TASK GOAL: Give every line below again, exactly.
::::::::
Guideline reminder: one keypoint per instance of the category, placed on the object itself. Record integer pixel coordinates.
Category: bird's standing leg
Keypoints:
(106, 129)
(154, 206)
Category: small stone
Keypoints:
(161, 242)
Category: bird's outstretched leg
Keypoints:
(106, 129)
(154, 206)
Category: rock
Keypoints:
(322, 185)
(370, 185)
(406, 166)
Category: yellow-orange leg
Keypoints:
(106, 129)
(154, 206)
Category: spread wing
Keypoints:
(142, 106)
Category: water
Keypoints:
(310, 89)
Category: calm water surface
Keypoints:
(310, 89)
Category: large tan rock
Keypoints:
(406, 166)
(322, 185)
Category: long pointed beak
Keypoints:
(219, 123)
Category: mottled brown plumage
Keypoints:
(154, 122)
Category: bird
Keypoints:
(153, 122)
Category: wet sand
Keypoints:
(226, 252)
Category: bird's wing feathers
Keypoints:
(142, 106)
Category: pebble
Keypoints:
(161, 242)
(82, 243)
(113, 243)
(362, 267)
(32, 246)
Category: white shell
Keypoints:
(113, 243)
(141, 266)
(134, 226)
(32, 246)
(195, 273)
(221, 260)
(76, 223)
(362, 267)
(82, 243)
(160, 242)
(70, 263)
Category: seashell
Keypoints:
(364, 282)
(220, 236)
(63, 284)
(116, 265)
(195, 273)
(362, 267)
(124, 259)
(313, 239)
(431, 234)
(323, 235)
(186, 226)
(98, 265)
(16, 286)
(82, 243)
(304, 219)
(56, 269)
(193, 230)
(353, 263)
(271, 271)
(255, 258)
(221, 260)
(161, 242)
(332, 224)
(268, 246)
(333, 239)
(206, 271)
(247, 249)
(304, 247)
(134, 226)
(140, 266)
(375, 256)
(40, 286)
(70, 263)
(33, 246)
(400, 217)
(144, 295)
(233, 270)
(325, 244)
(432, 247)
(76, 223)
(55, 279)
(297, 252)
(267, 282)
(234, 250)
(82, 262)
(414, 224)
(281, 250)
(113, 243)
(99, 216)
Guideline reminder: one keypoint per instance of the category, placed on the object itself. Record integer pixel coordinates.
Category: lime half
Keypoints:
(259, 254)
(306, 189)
::::::::
YOUR RESPONSE:
Guideline reminder: one keypoint per instance of the category, placed on the object itself. Record integer pixel coordinates.
Category: bird's standing leg
Keypoints:
(106, 129)
(154, 206)
Category: small stone
Keypoints:
(161, 242)
Category: bird's outstretched leg
Keypoints:
(106, 129)
(154, 206)
Category: rock
Keypoints:
(322, 185)
(370, 185)
(406, 166)
Category: yellow-orange leg
Keypoints:
(106, 129)
(154, 206)
Category: spread wing
Keypoints:
(142, 106)
Category: water
Keypoints:
(310, 89)
Category: calm water surface
Keypoints:
(310, 89)
Category: large tan rock
Keypoints:
(406, 166)
(322, 185)
Category: long pointed beak
Keypoints:
(219, 123)
Category: mottled brown plumage
Keypoints:
(154, 122)
Category: bird
Keypoints:
(153, 122)
Category: wet sand
Keypoints:
(226, 252)
Category: bird's wing feathers
Keypoints:
(142, 106)
Category: pebble
Keypoints:
(161, 242)
(82, 243)
(113, 243)
(362, 267)
(32, 246)
Category: white shell
Keypoints:
(113, 243)
(141, 266)
(134, 226)
(32, 246)
(195, 273)
(221, 260)
(76, 223)
(362, 267)
(82, 243)
(160, 242)
(70, 263)
Category: seashell
Keypoints:
(364, 282)
(220, 236)
(63, 284)
(116, 265)
(195, 273)
(362, 267)
(124, 259)
(313, 239)
(431, 234)
(323, 235)
(186, 226)
(98, 265)
(16, 286)
(82, 243)
(304, 219)
(56, 269)
(193, 230)
(353, 263)
(271, 271)
(255, 258)
(221, 260)
(161, 242)
(332, 224)
(268, 246)
(333, 239)
(206, 271)
(247, 249)
(304, 247)
(134, 226)
(140, 266)
(375, 256)
(40, 286)
(70, 263)
(33, 246)
(400, 217)
(144, 295)
(233, 270)
(325, 244)
(432, 247)
(76, 223)
(55, 279)
(297, 252)
(267, 282)
(234, 250)
(82, 262)
(414, 224)
(281, 250)
(113, 243)
(99, 216)
Guideline reminder: one keypoint per instance of the category, placed on the object itself. Record integer pixel coordinates.
Category: lime half
Keypoints:
(259, 254)
(306, 189)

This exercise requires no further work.